━━ Dataset records
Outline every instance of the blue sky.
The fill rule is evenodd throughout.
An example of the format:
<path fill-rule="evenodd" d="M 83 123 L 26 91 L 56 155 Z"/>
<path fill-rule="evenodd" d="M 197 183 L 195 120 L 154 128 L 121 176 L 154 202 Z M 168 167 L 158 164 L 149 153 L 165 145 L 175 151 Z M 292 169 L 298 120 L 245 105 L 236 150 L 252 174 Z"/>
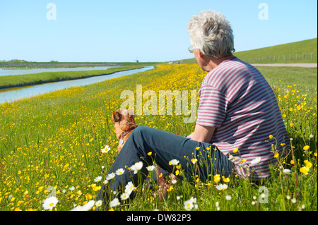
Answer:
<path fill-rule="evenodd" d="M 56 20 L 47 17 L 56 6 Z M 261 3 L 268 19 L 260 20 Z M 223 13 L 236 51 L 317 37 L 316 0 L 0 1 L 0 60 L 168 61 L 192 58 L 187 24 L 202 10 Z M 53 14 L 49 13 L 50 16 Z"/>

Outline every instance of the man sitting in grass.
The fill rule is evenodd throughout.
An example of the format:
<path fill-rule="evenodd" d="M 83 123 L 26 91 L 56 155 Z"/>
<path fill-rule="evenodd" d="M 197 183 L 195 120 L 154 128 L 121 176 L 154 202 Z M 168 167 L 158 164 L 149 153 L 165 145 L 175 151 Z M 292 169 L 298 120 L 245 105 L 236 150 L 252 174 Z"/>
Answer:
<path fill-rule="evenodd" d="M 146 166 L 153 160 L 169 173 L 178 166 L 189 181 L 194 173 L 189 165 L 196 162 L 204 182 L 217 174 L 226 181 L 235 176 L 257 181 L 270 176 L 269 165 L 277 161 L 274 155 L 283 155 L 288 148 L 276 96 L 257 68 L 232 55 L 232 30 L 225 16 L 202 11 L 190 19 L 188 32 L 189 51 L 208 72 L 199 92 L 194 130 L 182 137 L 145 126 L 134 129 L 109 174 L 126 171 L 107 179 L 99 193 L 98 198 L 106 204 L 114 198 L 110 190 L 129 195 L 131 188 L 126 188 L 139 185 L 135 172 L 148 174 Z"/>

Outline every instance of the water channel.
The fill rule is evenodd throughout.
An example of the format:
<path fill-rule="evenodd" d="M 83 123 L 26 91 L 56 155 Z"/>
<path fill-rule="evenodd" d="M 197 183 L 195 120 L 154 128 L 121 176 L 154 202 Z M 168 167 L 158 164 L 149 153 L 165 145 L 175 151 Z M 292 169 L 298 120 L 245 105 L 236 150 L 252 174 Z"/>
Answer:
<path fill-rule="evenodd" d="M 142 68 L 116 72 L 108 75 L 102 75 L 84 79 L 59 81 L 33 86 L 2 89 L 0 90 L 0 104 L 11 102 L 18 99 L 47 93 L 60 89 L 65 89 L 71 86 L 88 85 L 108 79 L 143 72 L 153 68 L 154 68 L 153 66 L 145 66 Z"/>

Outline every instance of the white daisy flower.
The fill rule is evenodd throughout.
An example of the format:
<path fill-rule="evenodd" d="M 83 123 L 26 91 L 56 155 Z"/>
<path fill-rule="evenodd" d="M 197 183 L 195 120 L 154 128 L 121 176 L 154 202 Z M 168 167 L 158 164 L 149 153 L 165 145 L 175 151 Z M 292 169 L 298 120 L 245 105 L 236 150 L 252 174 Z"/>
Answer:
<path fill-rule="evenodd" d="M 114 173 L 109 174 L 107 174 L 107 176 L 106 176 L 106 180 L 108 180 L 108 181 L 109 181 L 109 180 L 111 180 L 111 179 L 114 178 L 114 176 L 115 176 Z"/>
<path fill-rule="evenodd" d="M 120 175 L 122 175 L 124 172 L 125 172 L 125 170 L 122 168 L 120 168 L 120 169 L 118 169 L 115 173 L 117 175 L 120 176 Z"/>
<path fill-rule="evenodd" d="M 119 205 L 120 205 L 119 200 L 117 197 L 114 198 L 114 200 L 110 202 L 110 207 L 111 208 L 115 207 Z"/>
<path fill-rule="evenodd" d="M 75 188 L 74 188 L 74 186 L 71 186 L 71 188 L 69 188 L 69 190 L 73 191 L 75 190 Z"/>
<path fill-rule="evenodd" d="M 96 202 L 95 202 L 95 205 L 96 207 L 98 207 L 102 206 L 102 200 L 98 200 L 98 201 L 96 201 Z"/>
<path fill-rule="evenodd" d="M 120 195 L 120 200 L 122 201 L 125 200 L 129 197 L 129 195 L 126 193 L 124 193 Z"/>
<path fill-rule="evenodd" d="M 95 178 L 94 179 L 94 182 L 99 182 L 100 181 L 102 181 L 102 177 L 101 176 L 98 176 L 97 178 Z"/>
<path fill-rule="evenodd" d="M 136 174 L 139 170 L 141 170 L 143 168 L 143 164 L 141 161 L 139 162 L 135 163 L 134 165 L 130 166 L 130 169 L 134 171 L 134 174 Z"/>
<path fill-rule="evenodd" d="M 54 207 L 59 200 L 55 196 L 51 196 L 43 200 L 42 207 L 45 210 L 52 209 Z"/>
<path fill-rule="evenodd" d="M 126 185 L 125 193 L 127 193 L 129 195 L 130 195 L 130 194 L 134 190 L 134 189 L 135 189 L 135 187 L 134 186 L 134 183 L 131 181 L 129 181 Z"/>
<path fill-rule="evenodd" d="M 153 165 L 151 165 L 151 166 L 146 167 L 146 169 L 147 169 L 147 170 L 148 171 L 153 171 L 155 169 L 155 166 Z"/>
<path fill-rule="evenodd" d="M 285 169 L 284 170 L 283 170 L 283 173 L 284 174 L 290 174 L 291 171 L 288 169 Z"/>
━━━━
**Job**
Write out, character for character, the lines of the entries beginning with the line that contains "Outline every instance of the white" and continuing through the line that contains "114 173 L 109", with both of those lines included.

**In response**
Outline every instance of the white daisy flower.
The fill rule is evenodd throughout.
An example of the format:
<path fill-rule="evenodd" d="M 83 123 L 26 91 L 56 155 Z"/>
<path fill-rule="evenodd" d="M 197 183 L 195 120 L 154 128 L 121 176 L 154 202 Z M 168 167 L 158 164 L 149 153 L 165 145 L 175 151 Z M 292 169 L 298 120 L 245 105 L 236 150 L 252 174 Z"/>
Answer:
<path fill-rule="evenodd" d="M 114 173 L 109 174 L 107 174 L 107 176 L 106 176 L 106 180 L 108 180 L 108 181 L 109 181 L 109 180 L 111 180 L 111 179 L 114 178 L 114 176 L 115 176 Z"/>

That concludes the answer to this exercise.